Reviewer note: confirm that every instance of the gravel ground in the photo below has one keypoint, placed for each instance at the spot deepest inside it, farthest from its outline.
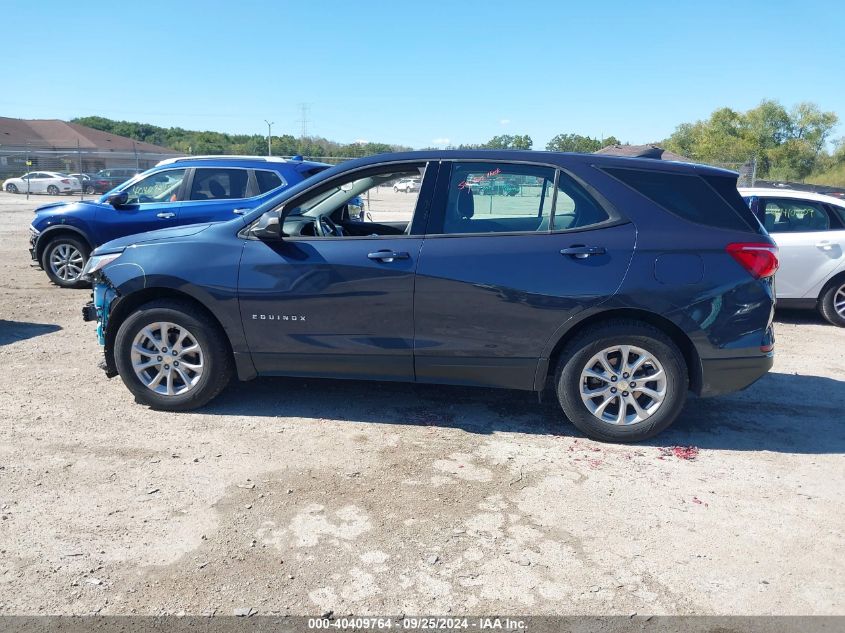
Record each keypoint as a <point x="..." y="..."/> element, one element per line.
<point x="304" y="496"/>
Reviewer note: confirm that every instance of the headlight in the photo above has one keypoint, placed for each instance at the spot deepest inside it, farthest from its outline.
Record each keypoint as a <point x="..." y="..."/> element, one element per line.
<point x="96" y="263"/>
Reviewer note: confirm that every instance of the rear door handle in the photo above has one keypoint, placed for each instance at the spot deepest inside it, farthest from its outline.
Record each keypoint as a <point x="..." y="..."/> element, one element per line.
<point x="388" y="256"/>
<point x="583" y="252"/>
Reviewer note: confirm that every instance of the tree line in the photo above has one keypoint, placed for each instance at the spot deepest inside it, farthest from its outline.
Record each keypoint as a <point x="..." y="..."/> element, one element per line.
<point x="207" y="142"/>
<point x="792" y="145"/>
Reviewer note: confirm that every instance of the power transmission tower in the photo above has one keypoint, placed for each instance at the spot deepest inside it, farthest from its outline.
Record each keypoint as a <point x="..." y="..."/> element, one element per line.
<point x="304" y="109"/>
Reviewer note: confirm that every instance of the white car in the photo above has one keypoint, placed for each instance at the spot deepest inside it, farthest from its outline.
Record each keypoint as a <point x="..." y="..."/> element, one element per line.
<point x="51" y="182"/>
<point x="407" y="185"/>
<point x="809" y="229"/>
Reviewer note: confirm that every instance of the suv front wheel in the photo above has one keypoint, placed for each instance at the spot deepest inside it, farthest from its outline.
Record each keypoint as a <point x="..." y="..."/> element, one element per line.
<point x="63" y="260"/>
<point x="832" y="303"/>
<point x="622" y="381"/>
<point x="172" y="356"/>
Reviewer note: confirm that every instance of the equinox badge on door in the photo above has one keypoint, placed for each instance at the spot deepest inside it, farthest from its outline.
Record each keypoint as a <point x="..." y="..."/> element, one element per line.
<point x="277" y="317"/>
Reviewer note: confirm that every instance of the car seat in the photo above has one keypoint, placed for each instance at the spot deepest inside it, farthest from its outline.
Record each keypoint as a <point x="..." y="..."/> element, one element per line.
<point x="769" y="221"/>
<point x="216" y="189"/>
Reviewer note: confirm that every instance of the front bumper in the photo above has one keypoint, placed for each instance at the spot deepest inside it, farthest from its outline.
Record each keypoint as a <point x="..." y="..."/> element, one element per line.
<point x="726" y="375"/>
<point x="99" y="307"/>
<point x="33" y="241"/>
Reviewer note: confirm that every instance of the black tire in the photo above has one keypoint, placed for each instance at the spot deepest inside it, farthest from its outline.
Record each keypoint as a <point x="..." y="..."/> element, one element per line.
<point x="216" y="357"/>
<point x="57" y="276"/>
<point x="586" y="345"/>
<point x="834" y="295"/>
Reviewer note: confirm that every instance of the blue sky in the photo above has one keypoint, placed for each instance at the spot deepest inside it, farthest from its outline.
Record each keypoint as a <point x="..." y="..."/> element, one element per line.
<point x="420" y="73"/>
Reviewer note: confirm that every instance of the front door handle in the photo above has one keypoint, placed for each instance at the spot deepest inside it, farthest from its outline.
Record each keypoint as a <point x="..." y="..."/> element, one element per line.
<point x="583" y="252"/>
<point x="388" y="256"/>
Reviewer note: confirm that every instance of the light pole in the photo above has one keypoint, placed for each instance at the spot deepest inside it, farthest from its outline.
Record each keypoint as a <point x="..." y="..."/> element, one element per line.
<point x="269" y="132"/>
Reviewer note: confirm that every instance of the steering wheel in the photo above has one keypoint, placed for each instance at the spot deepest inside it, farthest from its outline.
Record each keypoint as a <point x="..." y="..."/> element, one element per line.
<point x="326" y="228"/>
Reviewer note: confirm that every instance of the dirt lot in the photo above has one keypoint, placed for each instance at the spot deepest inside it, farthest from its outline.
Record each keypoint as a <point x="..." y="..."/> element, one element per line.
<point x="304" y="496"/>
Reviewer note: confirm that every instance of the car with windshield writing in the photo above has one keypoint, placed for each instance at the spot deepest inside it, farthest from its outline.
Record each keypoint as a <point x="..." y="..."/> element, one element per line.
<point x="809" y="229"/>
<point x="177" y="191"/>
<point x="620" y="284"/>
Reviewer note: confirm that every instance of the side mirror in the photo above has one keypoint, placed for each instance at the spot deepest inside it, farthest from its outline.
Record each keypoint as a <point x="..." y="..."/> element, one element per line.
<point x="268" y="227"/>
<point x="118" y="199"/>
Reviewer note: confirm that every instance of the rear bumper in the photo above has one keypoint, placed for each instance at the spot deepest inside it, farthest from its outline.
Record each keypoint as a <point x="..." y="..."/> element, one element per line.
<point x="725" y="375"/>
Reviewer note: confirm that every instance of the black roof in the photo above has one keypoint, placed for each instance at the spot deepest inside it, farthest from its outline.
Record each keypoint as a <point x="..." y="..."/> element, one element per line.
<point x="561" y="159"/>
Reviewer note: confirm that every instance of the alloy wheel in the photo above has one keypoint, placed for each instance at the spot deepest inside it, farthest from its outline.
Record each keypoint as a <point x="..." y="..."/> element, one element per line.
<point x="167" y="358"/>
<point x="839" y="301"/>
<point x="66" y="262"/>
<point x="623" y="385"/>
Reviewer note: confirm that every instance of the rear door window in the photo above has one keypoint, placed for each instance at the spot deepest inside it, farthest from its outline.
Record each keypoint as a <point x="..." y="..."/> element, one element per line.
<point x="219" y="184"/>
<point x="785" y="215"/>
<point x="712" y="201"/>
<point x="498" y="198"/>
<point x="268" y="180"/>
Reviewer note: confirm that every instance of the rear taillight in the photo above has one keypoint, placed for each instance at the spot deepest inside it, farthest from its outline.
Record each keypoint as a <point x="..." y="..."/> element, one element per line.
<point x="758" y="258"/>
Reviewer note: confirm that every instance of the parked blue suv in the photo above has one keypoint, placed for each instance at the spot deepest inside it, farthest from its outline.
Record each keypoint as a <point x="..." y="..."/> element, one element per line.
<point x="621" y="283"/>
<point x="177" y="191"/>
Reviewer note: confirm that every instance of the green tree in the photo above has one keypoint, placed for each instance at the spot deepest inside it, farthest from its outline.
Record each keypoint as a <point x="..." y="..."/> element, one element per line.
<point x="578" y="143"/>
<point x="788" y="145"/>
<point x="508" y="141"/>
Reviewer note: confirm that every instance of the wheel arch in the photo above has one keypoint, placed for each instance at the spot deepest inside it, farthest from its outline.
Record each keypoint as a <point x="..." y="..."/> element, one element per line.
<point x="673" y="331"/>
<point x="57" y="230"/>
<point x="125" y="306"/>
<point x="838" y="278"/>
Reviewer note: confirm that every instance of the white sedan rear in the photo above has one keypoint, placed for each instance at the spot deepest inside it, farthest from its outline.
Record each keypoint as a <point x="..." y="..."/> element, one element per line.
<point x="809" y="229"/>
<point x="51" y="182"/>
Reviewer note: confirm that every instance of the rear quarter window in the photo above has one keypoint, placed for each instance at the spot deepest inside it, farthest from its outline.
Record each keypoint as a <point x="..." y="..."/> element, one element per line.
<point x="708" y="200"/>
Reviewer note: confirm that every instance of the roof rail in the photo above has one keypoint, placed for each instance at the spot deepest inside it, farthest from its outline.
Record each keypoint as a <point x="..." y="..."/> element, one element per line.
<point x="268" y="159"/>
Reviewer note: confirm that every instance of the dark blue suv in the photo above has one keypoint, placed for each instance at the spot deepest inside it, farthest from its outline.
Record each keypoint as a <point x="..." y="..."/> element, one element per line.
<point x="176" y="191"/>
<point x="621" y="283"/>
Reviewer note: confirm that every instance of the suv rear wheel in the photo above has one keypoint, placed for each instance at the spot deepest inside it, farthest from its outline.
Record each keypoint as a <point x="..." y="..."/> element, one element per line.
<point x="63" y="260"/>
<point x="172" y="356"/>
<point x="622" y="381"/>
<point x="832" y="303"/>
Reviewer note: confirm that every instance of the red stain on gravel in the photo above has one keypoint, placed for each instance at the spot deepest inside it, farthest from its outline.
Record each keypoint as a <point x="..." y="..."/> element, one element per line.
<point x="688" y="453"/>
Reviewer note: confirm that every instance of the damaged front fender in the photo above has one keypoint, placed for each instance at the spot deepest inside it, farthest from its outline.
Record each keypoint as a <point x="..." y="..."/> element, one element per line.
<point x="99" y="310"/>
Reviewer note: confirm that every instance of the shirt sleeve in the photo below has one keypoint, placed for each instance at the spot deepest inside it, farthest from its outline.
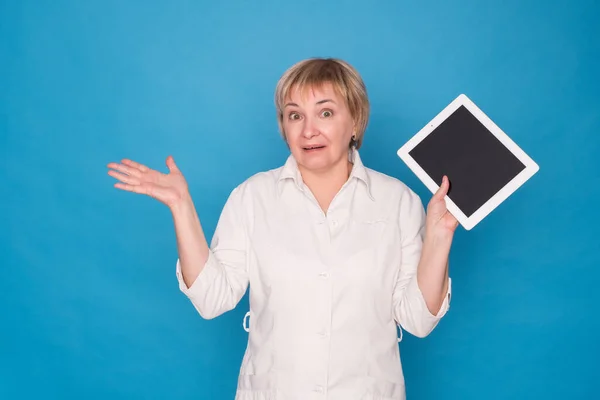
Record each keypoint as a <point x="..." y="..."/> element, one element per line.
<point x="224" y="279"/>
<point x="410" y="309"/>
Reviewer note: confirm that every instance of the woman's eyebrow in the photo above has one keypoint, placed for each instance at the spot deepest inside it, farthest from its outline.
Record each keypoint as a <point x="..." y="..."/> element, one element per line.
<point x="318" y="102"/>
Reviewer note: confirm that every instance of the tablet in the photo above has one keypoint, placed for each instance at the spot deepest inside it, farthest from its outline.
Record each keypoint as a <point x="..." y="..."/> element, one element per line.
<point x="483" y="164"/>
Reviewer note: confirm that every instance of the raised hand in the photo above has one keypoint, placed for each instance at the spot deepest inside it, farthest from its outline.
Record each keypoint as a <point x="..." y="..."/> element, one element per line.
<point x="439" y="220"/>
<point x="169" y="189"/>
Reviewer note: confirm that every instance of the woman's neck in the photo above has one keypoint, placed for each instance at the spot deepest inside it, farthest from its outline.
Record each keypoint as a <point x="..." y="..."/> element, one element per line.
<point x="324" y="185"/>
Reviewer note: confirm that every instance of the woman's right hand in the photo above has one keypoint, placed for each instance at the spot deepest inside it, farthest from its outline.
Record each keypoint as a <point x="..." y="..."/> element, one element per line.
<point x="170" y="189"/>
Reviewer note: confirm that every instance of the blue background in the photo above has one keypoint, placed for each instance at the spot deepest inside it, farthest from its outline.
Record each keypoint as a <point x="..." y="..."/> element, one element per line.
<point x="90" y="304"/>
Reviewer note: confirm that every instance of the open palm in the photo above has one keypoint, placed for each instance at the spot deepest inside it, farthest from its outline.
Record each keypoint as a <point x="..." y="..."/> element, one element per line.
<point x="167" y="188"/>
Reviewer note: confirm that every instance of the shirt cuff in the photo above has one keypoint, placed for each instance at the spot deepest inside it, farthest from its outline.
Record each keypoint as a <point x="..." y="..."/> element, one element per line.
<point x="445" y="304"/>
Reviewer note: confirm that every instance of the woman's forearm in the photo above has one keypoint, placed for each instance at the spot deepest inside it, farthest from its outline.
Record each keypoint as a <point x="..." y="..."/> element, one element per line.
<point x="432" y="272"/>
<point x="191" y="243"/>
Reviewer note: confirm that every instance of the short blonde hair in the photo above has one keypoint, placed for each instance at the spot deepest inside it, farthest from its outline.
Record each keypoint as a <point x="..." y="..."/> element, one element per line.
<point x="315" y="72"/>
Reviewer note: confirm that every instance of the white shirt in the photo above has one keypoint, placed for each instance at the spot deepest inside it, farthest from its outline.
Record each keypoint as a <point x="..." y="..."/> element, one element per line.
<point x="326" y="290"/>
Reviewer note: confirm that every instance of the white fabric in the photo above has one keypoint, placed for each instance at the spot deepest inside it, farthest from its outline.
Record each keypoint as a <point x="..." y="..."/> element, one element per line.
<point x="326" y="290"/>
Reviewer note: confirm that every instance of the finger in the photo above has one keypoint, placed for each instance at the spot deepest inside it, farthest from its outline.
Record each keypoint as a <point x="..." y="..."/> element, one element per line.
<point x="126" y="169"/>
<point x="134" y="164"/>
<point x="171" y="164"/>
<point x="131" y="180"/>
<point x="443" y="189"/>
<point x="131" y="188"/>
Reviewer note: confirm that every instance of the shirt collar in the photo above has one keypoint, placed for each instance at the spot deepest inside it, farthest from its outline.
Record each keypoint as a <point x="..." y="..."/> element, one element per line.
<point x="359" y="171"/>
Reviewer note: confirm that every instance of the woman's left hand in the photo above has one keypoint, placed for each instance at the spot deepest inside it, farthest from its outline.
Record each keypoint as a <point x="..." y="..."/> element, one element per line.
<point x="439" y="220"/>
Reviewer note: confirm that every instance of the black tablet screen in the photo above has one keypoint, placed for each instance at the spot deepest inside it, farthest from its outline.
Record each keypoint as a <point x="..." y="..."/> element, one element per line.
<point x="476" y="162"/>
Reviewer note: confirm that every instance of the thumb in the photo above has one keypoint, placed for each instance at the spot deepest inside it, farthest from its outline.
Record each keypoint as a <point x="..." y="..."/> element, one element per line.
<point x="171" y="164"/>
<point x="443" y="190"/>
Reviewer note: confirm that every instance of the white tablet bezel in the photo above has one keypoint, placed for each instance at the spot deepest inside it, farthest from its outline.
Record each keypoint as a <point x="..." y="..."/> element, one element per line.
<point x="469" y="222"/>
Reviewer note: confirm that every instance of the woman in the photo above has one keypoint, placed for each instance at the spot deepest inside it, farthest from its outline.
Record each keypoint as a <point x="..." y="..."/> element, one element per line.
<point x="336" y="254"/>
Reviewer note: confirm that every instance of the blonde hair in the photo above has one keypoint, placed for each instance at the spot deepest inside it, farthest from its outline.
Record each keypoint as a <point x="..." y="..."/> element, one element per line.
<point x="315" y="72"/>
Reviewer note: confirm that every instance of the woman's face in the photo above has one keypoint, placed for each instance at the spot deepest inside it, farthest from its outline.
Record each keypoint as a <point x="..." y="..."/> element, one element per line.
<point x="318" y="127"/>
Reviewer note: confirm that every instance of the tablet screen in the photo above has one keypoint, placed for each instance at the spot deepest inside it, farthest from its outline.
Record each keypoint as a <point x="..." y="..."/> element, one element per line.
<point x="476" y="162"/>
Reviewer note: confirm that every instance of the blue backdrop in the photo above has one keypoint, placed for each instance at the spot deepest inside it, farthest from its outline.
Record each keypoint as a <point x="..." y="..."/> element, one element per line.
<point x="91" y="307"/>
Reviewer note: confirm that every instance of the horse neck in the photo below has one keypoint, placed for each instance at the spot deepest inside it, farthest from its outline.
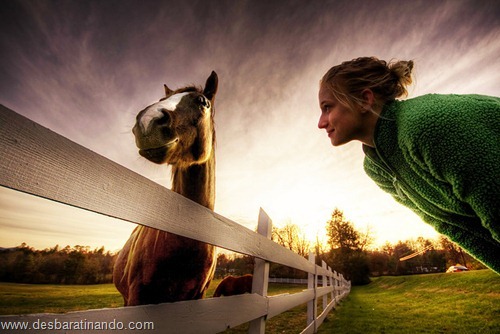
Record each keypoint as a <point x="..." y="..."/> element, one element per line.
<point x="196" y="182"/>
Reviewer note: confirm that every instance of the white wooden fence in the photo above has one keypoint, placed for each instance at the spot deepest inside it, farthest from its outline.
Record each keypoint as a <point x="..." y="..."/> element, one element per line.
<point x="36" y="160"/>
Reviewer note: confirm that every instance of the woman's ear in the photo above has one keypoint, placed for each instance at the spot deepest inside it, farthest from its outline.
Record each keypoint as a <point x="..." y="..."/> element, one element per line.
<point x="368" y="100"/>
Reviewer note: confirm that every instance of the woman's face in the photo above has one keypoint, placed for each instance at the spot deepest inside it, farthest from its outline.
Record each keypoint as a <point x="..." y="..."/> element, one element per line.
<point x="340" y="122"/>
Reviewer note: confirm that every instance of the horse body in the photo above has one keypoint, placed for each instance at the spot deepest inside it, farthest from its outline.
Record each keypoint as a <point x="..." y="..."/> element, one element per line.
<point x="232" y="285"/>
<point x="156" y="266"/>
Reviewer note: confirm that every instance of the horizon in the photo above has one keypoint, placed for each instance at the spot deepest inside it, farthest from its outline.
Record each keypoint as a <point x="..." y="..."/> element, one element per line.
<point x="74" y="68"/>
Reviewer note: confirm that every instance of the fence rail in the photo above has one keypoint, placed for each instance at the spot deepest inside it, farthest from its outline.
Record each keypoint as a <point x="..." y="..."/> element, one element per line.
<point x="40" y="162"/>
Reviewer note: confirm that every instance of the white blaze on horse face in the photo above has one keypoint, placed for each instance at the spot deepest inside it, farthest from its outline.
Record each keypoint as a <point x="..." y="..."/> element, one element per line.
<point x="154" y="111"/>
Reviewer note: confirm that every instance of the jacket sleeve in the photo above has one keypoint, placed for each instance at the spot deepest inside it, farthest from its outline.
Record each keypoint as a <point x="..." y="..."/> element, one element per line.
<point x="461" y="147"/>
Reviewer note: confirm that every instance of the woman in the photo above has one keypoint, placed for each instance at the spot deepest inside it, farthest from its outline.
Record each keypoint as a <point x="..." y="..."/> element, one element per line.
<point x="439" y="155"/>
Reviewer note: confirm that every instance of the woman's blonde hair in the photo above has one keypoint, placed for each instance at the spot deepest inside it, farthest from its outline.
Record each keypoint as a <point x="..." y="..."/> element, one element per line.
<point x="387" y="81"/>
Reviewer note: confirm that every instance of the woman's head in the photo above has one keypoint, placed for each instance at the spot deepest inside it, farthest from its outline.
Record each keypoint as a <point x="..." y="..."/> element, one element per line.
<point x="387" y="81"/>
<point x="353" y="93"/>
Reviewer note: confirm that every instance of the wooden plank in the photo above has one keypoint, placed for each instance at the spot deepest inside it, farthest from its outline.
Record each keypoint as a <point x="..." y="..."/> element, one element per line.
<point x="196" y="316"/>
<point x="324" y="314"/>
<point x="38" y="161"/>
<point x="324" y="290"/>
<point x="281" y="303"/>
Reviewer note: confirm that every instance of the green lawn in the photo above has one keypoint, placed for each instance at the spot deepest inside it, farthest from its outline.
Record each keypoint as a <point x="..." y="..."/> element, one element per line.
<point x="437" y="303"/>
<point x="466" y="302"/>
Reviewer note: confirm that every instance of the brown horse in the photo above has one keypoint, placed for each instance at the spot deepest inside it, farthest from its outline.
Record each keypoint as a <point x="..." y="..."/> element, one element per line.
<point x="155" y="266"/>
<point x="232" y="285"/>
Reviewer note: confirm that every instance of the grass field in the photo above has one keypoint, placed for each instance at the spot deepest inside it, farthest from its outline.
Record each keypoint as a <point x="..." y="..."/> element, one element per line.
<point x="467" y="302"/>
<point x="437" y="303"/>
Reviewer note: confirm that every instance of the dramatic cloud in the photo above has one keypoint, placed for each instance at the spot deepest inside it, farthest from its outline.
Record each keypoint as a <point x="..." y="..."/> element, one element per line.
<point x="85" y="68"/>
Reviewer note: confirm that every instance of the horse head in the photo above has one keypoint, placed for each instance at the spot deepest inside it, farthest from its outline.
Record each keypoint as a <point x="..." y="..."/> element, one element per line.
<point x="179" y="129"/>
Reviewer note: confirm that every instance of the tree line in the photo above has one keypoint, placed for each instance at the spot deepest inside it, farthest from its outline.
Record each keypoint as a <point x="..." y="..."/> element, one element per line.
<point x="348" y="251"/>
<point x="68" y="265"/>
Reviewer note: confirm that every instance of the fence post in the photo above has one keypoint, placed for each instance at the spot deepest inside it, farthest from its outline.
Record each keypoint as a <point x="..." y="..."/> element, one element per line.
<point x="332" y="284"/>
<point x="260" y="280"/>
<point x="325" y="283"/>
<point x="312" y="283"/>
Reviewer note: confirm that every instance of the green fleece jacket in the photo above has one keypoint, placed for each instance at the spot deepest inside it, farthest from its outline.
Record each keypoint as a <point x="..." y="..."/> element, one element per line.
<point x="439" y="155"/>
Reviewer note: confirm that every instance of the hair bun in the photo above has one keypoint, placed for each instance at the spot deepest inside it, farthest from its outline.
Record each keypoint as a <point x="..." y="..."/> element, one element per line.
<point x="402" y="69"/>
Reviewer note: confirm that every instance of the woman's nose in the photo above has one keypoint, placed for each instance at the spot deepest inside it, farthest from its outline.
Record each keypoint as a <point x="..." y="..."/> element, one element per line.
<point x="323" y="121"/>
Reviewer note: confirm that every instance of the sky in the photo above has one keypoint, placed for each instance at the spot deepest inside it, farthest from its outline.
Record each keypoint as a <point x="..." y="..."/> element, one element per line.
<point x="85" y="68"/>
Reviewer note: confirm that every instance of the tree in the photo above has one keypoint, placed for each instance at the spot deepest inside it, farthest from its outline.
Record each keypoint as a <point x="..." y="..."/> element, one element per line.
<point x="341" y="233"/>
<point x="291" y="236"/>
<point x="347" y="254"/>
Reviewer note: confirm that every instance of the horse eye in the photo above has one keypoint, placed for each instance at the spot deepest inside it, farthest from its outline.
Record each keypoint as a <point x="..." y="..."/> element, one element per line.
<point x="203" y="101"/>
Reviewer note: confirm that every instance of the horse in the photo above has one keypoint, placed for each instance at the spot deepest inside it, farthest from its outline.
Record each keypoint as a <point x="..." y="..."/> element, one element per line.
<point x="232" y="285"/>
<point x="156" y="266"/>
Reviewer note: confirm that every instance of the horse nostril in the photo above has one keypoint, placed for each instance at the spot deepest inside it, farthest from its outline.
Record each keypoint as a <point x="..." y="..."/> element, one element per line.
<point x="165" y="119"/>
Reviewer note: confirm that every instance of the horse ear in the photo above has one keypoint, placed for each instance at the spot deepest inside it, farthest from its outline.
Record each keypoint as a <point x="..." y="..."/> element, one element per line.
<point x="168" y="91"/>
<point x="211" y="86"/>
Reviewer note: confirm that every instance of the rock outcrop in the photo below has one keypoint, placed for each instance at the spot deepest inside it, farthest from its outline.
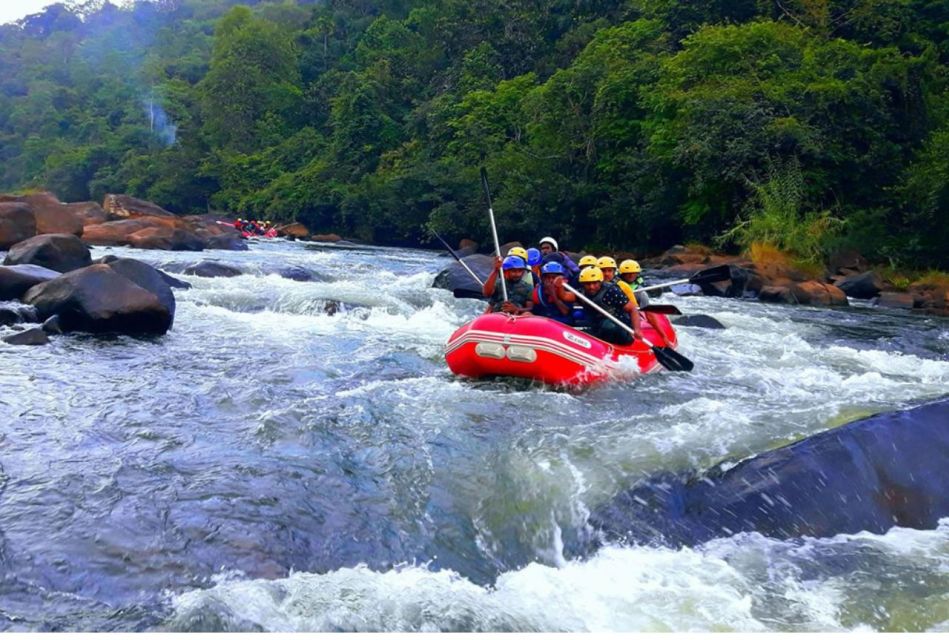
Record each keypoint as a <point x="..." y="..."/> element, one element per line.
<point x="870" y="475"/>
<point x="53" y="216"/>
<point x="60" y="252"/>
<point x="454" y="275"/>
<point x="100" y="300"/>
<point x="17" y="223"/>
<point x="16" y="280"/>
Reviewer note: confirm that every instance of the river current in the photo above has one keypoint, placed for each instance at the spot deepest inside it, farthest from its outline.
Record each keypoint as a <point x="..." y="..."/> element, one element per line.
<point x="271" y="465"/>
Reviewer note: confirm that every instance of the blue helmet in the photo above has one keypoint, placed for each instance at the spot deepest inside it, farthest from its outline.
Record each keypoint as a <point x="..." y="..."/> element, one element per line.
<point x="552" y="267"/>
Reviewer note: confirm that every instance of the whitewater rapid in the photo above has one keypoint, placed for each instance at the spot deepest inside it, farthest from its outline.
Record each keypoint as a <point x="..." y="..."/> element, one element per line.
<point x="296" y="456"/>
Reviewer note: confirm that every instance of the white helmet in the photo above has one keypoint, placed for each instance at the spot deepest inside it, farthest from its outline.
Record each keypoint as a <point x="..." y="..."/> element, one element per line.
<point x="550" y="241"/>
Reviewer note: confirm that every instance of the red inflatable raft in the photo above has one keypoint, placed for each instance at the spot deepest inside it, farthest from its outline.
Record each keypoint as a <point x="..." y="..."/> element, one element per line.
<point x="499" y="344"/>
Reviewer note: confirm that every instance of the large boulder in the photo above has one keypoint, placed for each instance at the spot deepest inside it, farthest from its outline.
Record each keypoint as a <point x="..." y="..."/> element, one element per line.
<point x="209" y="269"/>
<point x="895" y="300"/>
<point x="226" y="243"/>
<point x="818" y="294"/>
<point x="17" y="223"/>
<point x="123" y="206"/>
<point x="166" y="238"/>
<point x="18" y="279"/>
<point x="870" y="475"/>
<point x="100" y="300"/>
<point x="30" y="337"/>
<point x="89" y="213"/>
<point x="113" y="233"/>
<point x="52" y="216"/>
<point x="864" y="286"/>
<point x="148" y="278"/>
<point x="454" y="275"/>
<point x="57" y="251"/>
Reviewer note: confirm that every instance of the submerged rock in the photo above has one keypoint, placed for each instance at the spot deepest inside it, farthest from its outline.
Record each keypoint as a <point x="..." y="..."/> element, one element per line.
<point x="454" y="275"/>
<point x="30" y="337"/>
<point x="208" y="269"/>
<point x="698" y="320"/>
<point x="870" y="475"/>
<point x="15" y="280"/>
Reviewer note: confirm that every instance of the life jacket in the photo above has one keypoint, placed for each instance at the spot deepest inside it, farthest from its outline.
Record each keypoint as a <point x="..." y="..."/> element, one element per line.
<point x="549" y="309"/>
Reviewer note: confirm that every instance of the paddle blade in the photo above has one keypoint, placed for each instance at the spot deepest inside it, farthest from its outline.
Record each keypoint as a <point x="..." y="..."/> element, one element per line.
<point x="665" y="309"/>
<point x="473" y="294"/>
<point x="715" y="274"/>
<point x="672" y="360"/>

════

Request: Starting from the line containing "Reviewer note: confirm that every instance of the submerged", repeat each line through the end of the entries, exactly.

Reply to the task:
Reviewer note: confirm that every instance of the submerged rock in the photo above has one keypoint, placed for each instance at the spot deepest inside it, farthest from its outline.
Record each keypoint as a <point x="..." y="..."/> element, one element per line.
<point x="454" y="275"/>
<point x="30" y="337"/>
<point x="208" y="269"/>
<point x="698" y="320"/>
<point x="870" y="475"/>
<point x="15" y="280"/>
Reviewer note: confirm that every instance of the life jacket in the photo above has one keypoint, placed for each instance at the spot deepest inside it, farthest from its outline.
Record each keypoint as a <point x="..." y="..."/> element, one element per line.
<point x="549" y="309"/>
Reviewer note: confirm that every instance of the paddle blade in the photo above has one keypoint, placed for each instance at the spot deepest inside it, farthest from its outline.
Record each keypoint as a <point x="..." y="..."/> element, one element per line.
<point x="665" y="309"/>
<point x="473" y="294"/>
<point x="715" y="274"/>
<point x="672" y="360"/>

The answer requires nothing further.